What this task involves
Report every line in the data below that contains the string "parking", copying each such line in full. Treat the match as case-sensitive.

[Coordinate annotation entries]

=======

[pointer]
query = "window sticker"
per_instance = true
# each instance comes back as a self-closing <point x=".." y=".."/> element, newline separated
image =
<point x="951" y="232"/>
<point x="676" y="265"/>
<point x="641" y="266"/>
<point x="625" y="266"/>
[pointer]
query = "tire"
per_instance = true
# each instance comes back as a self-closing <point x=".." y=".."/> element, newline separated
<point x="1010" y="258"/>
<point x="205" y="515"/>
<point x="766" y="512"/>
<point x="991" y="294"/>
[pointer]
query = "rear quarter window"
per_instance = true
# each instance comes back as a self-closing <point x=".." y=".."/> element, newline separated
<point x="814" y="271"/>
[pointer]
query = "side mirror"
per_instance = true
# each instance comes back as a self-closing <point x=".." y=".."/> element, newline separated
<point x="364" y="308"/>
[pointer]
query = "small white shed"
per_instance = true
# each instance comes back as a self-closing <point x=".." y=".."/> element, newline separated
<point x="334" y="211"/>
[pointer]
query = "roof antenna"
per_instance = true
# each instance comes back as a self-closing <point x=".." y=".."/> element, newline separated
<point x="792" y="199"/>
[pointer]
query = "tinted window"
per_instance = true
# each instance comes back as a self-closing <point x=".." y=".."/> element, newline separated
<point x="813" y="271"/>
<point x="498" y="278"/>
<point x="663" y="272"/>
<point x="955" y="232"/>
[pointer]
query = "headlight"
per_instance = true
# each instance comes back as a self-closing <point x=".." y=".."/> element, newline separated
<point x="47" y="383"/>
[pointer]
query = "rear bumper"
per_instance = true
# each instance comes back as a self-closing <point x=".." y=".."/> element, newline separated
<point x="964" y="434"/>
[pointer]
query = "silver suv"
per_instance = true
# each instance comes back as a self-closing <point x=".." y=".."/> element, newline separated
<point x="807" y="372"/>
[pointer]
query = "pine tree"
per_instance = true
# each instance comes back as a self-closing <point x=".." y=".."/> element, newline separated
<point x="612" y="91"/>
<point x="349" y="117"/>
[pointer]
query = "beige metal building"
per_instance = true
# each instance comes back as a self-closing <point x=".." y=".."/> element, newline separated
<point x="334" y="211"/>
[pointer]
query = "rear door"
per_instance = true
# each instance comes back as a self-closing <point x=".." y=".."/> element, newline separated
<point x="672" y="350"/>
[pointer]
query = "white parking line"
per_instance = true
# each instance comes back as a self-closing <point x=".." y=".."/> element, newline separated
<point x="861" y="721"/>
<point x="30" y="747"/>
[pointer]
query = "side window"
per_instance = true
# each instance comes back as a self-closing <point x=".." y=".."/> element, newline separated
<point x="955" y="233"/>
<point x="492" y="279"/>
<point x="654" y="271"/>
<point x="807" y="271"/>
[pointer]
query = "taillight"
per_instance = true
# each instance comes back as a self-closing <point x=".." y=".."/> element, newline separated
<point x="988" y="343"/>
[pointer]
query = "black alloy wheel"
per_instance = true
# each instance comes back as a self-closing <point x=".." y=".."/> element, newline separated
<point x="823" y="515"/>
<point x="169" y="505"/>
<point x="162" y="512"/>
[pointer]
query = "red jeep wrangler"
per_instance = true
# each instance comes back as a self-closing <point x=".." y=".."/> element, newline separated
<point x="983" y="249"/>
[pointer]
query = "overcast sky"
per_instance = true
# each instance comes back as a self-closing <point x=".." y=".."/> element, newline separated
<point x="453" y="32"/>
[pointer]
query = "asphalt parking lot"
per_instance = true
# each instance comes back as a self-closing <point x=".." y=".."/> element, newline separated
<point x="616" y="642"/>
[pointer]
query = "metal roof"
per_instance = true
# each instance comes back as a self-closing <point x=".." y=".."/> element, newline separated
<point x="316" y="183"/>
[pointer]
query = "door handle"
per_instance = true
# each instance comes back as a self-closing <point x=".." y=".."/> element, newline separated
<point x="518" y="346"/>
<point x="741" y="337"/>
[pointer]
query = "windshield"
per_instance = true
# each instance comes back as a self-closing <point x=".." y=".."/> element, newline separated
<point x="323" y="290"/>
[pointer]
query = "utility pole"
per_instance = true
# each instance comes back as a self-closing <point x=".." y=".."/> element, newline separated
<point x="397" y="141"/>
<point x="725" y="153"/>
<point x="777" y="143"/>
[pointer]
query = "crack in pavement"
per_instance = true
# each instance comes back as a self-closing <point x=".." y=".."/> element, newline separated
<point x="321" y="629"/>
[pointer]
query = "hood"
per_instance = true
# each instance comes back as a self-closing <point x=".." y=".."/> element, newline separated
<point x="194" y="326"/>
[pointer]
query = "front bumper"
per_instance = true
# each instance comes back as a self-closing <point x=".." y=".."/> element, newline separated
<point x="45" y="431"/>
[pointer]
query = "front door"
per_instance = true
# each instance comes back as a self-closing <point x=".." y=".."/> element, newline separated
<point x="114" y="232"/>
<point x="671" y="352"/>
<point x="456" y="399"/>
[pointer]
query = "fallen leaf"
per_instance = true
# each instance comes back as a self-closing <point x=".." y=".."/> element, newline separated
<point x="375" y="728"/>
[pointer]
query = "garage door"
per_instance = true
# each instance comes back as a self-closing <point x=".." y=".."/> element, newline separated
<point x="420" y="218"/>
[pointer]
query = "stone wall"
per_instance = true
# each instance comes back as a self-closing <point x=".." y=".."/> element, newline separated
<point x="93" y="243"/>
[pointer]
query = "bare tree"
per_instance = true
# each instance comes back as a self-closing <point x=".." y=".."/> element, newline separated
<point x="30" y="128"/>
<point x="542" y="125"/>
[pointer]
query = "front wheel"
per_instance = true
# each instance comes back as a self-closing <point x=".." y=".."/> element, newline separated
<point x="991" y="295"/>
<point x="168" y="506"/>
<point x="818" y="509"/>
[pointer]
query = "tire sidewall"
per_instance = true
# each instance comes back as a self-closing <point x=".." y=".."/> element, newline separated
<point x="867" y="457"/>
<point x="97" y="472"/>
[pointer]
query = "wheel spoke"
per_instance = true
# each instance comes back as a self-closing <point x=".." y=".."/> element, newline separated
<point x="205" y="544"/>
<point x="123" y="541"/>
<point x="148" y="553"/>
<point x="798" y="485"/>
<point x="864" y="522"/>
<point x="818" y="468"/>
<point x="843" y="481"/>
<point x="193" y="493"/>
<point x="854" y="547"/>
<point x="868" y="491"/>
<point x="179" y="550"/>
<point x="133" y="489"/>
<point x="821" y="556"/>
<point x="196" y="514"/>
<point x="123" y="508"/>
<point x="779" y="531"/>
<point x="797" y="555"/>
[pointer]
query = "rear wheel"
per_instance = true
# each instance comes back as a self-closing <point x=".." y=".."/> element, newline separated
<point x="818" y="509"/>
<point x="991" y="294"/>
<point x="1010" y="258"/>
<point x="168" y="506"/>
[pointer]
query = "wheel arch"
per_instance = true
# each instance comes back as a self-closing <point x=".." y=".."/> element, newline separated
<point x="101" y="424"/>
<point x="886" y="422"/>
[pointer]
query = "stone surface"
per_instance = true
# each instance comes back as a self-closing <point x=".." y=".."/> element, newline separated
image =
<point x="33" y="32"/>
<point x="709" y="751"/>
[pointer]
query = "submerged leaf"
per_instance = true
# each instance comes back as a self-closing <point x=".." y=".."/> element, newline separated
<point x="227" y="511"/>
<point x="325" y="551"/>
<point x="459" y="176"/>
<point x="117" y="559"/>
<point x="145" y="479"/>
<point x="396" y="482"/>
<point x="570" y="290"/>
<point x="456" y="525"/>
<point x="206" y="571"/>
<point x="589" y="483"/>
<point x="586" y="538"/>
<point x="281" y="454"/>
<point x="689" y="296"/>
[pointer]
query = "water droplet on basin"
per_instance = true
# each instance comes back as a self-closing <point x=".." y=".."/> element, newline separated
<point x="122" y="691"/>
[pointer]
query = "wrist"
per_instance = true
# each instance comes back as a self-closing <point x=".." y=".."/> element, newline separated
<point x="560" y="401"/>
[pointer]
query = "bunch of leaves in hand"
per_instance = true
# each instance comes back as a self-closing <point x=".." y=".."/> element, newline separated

=======

Correct result
query = "white parking line"
query = "asphalt parking lot"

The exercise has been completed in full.